● Exercise task
Reproduce word for word the lines between the one holding "Task: point out each instance of the clock tower" and the one holding "(230, 1119)", inclusive. Leave the pictures out of your answer.

● Material provided
========================

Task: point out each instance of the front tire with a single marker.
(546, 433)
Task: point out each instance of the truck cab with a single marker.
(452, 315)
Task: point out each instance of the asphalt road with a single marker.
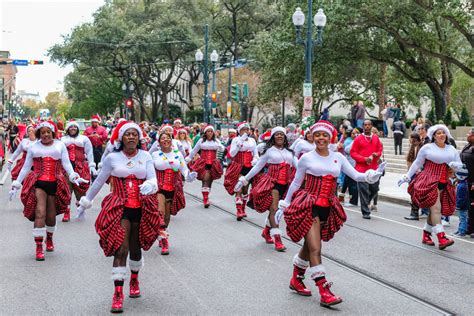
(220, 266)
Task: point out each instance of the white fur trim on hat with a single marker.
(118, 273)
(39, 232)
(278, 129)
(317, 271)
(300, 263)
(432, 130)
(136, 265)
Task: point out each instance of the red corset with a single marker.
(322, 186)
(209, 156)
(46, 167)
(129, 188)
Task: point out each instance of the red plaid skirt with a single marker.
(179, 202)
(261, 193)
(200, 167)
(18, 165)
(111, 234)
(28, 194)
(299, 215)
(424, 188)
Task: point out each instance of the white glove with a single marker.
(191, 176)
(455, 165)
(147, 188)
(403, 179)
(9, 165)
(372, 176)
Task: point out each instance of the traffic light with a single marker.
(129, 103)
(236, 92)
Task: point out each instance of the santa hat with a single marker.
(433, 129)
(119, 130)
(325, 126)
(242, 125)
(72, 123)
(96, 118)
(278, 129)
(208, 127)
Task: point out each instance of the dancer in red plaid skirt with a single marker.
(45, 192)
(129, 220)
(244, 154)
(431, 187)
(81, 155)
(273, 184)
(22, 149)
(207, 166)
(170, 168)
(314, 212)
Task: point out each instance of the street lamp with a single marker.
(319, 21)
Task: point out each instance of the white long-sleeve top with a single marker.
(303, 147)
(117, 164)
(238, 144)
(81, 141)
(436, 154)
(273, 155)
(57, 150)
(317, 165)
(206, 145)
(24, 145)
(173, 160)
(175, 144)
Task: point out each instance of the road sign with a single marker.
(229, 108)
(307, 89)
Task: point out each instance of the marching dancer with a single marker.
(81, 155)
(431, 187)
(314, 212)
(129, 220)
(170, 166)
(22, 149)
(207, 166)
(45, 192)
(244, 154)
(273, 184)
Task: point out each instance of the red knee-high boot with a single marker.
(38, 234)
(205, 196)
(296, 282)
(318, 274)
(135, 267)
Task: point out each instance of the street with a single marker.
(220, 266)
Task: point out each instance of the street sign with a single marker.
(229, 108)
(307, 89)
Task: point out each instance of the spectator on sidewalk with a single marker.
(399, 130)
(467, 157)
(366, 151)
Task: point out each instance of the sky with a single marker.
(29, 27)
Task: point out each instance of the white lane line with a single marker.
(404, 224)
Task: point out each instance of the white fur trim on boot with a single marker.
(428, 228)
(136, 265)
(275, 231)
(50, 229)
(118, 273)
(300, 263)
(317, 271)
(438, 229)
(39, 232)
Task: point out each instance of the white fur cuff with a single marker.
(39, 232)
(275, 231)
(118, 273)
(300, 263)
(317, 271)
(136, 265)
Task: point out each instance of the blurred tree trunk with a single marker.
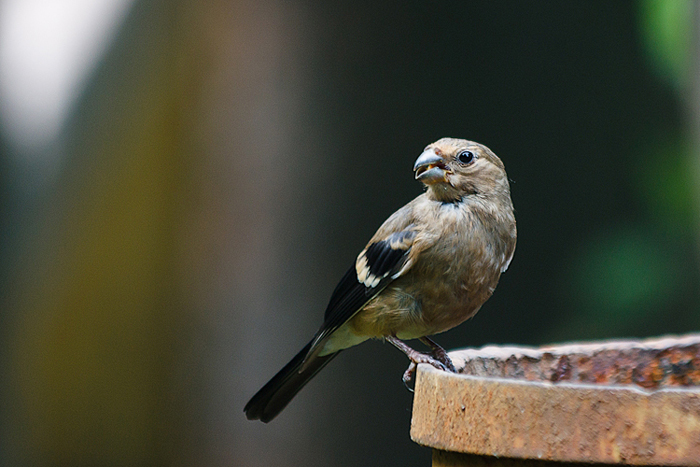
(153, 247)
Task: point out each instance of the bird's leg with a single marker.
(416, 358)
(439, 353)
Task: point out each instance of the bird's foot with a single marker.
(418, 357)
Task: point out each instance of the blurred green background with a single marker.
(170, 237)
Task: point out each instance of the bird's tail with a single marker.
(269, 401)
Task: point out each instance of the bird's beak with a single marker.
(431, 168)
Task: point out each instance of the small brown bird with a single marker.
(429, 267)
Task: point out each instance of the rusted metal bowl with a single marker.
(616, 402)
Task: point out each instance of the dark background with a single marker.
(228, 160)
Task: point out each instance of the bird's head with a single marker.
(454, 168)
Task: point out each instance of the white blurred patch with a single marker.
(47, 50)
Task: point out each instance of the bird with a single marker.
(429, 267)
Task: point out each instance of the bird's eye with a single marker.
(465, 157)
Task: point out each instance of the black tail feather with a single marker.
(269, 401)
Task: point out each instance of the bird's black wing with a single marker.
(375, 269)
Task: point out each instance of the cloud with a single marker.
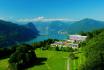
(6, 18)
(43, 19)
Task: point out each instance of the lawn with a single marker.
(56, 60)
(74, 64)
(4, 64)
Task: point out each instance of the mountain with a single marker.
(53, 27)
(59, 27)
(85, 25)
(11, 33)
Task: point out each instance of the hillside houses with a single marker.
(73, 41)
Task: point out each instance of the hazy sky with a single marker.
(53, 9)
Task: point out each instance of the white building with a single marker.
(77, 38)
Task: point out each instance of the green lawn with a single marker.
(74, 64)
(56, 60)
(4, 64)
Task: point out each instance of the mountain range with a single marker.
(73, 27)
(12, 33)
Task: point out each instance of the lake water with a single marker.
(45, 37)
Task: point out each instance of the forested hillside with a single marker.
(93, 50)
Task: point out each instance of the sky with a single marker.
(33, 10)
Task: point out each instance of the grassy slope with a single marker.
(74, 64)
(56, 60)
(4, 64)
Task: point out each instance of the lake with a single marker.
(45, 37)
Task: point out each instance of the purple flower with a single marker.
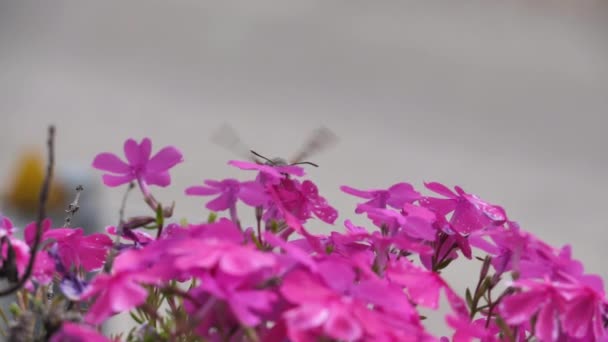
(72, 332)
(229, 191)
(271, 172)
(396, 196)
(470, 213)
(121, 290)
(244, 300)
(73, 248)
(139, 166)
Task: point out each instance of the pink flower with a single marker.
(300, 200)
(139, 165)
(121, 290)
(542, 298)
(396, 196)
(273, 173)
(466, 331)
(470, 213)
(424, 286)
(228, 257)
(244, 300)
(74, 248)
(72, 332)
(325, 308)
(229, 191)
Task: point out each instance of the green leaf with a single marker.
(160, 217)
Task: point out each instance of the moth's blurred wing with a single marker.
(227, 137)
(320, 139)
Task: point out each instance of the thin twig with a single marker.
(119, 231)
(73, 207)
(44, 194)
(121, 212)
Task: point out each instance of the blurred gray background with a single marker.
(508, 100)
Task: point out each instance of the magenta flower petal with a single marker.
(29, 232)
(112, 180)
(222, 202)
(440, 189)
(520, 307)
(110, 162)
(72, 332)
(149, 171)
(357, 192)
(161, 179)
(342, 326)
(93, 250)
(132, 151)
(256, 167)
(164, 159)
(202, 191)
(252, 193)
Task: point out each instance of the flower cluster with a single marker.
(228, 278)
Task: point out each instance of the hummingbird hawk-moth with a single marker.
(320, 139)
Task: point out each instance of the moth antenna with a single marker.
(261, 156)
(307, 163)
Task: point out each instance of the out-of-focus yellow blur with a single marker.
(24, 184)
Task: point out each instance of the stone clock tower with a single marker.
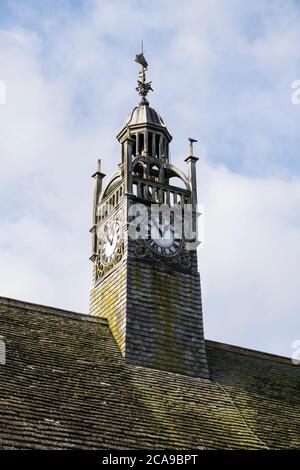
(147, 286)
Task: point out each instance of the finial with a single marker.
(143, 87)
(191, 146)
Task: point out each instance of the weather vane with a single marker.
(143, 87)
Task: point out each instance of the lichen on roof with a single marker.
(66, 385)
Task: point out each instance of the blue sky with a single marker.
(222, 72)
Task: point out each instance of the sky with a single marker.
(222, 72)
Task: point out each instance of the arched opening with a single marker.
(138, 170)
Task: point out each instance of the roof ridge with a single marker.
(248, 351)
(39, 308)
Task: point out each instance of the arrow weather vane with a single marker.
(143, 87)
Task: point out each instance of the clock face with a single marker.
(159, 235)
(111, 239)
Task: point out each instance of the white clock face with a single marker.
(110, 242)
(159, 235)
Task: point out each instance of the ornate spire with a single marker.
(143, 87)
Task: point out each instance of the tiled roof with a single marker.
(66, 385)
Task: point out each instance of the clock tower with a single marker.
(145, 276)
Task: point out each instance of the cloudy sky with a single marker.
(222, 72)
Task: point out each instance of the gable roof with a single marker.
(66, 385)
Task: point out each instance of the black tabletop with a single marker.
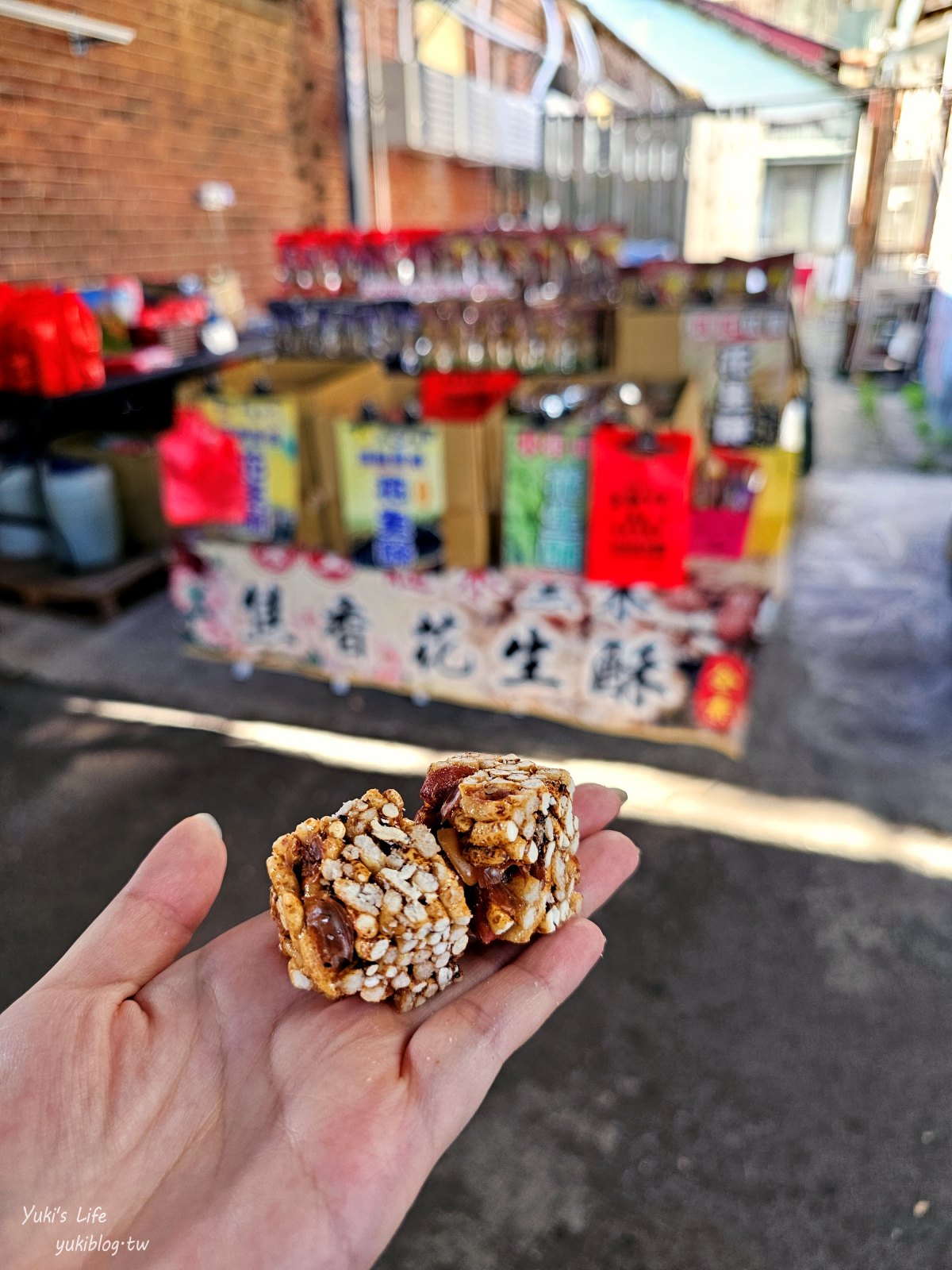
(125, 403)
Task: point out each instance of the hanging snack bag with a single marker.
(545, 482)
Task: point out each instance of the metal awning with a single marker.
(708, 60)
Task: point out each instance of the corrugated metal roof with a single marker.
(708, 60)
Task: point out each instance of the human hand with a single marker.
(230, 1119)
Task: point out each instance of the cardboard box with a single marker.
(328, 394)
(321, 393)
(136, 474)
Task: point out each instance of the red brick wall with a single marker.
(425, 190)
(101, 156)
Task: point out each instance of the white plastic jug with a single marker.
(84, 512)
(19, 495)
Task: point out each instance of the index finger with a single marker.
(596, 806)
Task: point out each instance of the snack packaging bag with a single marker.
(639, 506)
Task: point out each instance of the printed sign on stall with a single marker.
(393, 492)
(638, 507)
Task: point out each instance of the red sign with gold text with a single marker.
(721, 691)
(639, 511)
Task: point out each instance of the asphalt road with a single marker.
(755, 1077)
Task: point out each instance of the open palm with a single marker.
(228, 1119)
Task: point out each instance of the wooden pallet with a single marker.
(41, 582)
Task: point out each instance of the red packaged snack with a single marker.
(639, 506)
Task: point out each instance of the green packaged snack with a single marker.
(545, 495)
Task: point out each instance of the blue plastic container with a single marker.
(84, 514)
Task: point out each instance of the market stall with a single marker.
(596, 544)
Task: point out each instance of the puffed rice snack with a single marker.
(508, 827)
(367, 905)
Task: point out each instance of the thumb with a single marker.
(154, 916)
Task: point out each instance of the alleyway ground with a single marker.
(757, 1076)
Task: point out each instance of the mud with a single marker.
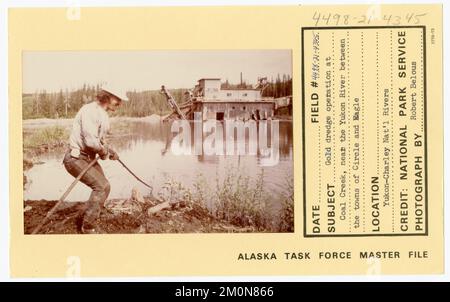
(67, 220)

========================

● Task result
Task: point out each instance of the clock tower with a single marker.
(145, 276)
Task: point out each instance of the cloudy sky with a single marker.
(222, 72)
Task: point out each instance of the gable roof with a single marker.
(66, 385)
Task: point out each instance of the black tabletop with a single marker.
(125, 403)
Task: point out each instance of the hanging snack bag with a single marker.
(545, 482)
Task: point out each instance of the metal awning with a single marker.
(708, 60)
Task: point out each instance of the corrugated metal roof with a single marker.
(708, 60)
Task: point out each instance of the human hand with a single marker.
(230, 1119)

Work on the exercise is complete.